-- Exercise prompt --
An exact transcript is needed of the material below, beginning at the line that contains "of the bird" and continuing through its last line; nothing else should appear.

Material to process: Begin

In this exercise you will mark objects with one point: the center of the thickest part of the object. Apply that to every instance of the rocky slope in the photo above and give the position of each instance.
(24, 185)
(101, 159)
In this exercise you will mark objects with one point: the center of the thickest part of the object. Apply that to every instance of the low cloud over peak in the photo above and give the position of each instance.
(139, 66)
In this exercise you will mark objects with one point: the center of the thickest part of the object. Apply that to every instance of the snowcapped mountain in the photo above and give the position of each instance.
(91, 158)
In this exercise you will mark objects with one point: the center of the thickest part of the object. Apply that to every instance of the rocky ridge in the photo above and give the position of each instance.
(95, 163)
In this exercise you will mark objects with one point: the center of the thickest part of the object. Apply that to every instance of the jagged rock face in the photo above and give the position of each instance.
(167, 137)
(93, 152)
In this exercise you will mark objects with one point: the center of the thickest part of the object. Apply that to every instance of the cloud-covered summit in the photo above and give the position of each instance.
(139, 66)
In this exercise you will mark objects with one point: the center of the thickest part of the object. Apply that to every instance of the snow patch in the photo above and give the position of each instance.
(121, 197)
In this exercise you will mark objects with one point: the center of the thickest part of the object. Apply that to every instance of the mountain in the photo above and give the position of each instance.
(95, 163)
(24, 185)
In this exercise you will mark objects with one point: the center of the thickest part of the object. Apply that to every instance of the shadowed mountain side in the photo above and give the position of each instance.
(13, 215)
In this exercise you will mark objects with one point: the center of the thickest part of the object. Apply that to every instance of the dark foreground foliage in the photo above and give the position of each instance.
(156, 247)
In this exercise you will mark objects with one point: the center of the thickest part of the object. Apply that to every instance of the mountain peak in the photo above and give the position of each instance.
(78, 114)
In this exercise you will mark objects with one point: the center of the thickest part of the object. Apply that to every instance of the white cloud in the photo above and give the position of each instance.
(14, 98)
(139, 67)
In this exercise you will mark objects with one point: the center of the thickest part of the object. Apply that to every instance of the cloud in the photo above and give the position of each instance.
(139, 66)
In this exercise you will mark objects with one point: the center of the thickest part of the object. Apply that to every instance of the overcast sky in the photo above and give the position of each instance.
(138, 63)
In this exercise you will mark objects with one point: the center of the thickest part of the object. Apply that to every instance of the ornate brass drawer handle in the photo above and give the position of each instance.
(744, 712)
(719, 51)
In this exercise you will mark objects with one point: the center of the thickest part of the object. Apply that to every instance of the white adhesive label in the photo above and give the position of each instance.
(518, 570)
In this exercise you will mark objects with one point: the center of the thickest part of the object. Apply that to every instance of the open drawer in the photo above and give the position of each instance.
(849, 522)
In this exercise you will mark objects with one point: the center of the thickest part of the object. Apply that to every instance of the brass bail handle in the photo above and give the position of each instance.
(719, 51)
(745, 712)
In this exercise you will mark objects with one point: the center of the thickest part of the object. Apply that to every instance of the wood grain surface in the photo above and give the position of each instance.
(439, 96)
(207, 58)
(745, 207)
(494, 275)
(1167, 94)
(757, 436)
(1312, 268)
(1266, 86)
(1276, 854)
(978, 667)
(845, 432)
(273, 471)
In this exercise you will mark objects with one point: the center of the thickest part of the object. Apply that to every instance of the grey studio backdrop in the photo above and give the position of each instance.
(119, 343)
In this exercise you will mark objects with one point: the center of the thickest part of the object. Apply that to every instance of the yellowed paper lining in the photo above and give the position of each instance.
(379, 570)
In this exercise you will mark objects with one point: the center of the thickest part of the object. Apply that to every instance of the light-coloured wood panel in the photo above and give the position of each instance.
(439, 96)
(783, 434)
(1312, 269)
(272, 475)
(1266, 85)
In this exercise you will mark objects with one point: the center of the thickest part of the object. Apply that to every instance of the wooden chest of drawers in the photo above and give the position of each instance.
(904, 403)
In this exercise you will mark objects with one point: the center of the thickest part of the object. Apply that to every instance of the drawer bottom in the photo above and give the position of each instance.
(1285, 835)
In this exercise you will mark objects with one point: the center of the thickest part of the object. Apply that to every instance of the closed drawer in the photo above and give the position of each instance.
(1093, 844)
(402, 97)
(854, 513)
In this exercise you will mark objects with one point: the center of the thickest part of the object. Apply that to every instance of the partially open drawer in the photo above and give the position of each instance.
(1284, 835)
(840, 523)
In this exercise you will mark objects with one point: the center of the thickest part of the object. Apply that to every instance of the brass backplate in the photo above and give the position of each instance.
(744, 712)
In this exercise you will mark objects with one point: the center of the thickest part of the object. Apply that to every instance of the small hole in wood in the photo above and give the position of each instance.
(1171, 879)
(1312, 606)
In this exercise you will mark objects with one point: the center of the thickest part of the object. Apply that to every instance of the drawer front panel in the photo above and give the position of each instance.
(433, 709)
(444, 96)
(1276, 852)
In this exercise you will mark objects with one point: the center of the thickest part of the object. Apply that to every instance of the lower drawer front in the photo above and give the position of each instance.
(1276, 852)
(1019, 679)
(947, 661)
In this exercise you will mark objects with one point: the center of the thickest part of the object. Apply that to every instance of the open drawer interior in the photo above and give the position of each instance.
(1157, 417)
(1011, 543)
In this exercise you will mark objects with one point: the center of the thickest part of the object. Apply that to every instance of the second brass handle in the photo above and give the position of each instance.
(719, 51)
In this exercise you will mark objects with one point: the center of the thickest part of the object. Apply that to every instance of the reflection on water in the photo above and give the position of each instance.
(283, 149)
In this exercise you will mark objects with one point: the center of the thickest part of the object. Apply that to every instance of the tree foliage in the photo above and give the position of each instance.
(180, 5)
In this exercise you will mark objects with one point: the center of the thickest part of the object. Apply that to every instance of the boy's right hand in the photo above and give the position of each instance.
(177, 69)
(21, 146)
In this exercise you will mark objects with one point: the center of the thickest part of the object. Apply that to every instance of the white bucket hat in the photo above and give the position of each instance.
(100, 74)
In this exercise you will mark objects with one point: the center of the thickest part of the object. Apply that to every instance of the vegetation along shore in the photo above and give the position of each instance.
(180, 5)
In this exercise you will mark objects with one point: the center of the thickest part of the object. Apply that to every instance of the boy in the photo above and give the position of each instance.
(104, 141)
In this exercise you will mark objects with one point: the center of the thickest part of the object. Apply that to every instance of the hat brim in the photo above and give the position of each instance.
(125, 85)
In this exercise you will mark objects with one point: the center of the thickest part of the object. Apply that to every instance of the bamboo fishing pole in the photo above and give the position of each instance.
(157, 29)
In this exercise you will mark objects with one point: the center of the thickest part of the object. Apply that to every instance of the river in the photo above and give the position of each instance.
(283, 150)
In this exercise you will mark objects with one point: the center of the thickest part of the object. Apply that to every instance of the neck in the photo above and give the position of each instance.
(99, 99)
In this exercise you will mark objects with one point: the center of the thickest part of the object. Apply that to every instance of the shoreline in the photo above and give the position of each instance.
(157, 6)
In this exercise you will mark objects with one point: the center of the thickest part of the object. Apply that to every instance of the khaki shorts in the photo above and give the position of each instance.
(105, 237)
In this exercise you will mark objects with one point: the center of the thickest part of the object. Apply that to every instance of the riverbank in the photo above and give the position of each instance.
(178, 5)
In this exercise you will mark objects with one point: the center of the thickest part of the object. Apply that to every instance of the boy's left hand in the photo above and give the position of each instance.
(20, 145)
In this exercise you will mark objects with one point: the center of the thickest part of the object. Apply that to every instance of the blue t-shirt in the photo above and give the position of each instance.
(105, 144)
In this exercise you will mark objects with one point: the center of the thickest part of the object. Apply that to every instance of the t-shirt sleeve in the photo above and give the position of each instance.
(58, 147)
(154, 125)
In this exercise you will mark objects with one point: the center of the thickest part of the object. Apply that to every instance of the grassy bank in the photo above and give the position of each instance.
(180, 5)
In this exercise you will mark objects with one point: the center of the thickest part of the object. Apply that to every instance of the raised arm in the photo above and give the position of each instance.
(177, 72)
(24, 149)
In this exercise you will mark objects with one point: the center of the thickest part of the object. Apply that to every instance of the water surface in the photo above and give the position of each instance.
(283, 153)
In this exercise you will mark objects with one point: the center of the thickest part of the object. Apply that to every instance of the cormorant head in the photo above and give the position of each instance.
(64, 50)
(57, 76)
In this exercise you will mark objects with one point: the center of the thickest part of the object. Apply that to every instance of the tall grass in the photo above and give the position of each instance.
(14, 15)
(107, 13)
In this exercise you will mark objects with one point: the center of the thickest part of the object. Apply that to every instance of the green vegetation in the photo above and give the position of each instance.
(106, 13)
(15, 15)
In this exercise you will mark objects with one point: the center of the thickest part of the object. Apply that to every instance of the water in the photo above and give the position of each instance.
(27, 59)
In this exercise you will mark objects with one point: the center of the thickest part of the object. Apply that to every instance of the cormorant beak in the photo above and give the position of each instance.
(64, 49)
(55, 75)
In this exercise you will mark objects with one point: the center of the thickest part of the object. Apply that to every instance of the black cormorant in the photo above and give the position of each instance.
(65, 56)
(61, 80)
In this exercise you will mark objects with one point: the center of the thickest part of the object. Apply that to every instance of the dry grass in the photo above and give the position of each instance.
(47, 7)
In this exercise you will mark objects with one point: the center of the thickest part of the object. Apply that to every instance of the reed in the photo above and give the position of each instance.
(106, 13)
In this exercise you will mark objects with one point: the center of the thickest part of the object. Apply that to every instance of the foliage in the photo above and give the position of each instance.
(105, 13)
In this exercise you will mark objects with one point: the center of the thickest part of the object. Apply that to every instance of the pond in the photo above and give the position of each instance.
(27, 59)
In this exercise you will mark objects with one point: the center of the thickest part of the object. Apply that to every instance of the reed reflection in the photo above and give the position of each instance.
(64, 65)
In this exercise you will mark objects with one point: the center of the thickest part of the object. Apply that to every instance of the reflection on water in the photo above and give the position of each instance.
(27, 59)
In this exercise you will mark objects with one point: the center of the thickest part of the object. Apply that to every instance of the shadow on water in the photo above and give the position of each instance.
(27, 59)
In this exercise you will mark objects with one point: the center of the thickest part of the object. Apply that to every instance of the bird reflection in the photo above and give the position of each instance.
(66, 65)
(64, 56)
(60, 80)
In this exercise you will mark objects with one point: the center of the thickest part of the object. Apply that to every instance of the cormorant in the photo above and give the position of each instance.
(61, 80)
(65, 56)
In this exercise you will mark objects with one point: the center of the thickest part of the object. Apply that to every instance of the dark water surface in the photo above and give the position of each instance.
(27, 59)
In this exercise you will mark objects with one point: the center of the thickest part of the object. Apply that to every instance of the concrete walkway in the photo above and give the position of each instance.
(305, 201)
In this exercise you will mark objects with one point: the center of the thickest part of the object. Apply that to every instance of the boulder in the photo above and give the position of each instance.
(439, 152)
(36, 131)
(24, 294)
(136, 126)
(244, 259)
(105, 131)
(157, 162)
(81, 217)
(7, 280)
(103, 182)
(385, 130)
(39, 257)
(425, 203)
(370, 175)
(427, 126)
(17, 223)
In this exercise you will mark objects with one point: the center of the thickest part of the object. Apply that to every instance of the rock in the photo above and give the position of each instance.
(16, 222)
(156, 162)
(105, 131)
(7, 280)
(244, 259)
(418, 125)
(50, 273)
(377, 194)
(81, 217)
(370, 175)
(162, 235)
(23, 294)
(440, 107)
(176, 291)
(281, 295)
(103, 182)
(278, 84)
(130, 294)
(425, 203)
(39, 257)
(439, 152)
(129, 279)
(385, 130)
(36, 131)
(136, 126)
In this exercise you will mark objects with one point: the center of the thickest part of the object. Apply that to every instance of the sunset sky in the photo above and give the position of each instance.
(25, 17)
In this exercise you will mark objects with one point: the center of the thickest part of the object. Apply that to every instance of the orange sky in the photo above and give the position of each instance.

Material to process: End

-- Output of the exercise --
In this exercise you will mark objects with one point: the center of the thickest part of the object. Apply that to every instance of the bird reflection in the photo above and give the position of each instance.
(66, 65)
(64, 56)
(60, 80)
In this exercise you will mark objects with one point: the center of the thickest part of the object. Apply that to every instance of the cormorant in the photo above and give the position of each instance.
(61, 80)
(65, 56)
In this exercise you will mark objects with one point: the center of the thickest part of the object. Apply that to every instance of the dark water surface in the photo above and give the position of each instance.
(27, 59)
In this exercise you will mark objects with one point: the center of the thickest part of the object. Apply that to every instance of the concrete walkway in the photo above and give the position of each instance.
(305, 201)
In this exercise you will mark objects with one point: the center of the thickest part of the object. Apply that to every instance of the boulder in the photo above and give the position of each instance.
(439, 152)
(36, 131)
(24, 294)
(136, 126)
(244, 259)
(105, 131)
(157, 162)
(81, 217)
(7, 280)
(103, 182)
(385, 130)
(39, 257)
(425, 203)
(370, 175)
(427, 126)
(17, 223)
In this exercise you will mark objects with one point: the center of the thickest part of the object. Apply that to every instance of the rock in the photo above and give the position of each instance.
(16, 222)
(156, 162)
(105, 131)
(7, 280)
(244, 259)
(418, 125)
(50, 273)
(377, 194)
(81, 217)
(370, 175)
(162, 235)
(23, 294)
(440, 107)
(176, 291)
(281, 295)
(103, 182)
(278, 84)
(130, 294)
(425, 203)
(39, 257)
(439, 152)
(129, 279)
(385, 130)
(36, 131)
(136, 126)
In this exercise you will mark objects with one point: the center of the thickest part of the object. Apply that to every instance of the sunset sky in the photo above and give the position of each instance.
(25, 17)
In this exercise you will mark objects with one point: the center of the thickest part of the object. Apply that to every instance of the orange sky in the photo above and give the position of each instance.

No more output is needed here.